***** Data provided *****

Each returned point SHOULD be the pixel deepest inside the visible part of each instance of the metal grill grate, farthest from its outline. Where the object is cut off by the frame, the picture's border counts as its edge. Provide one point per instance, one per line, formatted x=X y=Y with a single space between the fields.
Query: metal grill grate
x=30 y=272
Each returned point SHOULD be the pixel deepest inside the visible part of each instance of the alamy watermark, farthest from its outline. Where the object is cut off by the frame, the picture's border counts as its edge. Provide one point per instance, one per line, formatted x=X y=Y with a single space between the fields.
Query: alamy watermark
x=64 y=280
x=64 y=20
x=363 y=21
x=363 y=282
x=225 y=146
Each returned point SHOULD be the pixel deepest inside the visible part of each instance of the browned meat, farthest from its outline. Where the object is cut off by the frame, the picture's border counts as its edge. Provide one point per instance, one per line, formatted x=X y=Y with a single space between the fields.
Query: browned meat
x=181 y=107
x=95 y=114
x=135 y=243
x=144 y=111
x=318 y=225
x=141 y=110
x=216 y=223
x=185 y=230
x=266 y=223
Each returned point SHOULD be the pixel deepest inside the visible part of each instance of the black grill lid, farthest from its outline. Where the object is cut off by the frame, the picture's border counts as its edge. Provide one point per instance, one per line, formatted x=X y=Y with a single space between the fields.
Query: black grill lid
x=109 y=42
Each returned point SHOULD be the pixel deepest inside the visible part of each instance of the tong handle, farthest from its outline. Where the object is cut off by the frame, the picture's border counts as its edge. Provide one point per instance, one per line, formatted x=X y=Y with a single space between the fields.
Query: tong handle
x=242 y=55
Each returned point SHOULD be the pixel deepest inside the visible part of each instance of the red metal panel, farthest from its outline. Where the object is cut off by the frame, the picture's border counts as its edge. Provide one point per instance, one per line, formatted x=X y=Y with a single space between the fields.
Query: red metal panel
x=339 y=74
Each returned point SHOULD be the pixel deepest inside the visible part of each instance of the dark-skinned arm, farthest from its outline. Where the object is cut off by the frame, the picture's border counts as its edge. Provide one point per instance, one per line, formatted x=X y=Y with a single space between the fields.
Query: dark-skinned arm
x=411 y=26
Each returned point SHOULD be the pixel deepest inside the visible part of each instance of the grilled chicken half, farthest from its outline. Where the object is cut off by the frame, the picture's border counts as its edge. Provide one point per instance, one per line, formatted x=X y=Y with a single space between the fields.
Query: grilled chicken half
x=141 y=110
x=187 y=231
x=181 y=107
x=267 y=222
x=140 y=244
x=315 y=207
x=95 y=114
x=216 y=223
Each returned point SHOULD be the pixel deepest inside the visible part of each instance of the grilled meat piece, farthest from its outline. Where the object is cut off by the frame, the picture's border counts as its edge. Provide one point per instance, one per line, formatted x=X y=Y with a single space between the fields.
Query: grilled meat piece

*****

Extract the data in full. Keep it word for word.

Reply to the exercise =
Each returned point SHOULD be the pixel deepest inside the visible part of each instance of the metal grill grate, farthest from its outline. Where the object is cut off by the frame, the picture's border counts as its edge. Provide one point per instance, one per line, formatted x=X y=Y with a single space between the fields.
Query: metal grill grate
x=30 y=272
Each returned point SHOULD be the pixel deepest inside the visible part of each instance of the alamy watermark, farthest from its outline. Where the object is cut off by the frame, the picture's border counts as its edge. Provide one point per instance, one per line, formatted x=X y=Y with a single space between the fields.
Query: alamy watermark
x=64 y=280
x=64 y=20
x=363 y=21
x=363 y=282
x=225 y=146
Each returned point SHOULD be the pixel deepest inside the visible part of each instance of the browned meat, farthest from its outline. Where the object is cut off by the frame, the picture's border counts as its edge. Provide one point per instance, one per line, formatted x=X y=Y with a single space between the fields.
Query: browned meat
x=181 y=107
x=95 y=114
x=135 y=243
x=144 y=111
x=318 y=225
x=141 y=110
x=216 y=223
x=185 y=230
x=266 y=223
Each returned point SHOULD be the pixel deepest inside the visible part of each instance of the black grill lid, farthest from its outline. Where the object is cut off by the frame, the picture's border counts as its edge. Provide one point per instance, one per line, formatted x=X y=Y with a single space between the fields.
Query: black grill lid
x=109 y=42
Each returned point SHOULD be the pixel deepest inside the visible part of each instance of the tong handle, farthest from its outline. Where the object is cut off by the frame, the picture's border counts as its edge. Provide one point per instance, one per line, formatted x=X y=Y with a single space between the fields.
Query: tong handle
x=242 y=55
Each returned point SHOULD be the pixel deepest inside the visible part of each instance of the red metal panel, farthest from its outline. Where the object is cut off by the frame, the picture's border counts as its edge. Provide one point per instance, one per line, formatted x=X y=Y with a single space between the fields.
Query: red metal panel
x=339 y=74
Each returned point SHOULD be the pixel deepest inside the visible part of each instance of the dark-skinned arm, farthest from its outline. Where the object is cut off by the frame, the picture's border counts as its edge. Provide one point per instance, one per line, formatted x=X y=Y with a single space between the fields.
Query: dark-skinned arm
x=411 y=26
Each returned point SHOULD be the pixel deepest inside the visible part of each instance of the grilled chicken half, farthest from its outline. Where the object is cut off by the frame, the picture's border counts as its edge. Provide one point per instance, one per line, formatted x=X y=Y with a single space between the fields.
Query: grilled chicken half
x=141 y=110
x=187 y=231
x=181 y=107
x=267 y=222
x=140 y=244
x=315 y=207
x=95 y=114
x=216 y=223
Each returned point SHOULD be the pixel deepest inside the visible part of each instance of the grilled meat piece, farthest from its outline. Where the object is cut off by the frame, the picture's border counts as its edge. Provide one point per instance, one per line, formatted x=X y=Y with a single space between the fields.
Query: grilled meat piece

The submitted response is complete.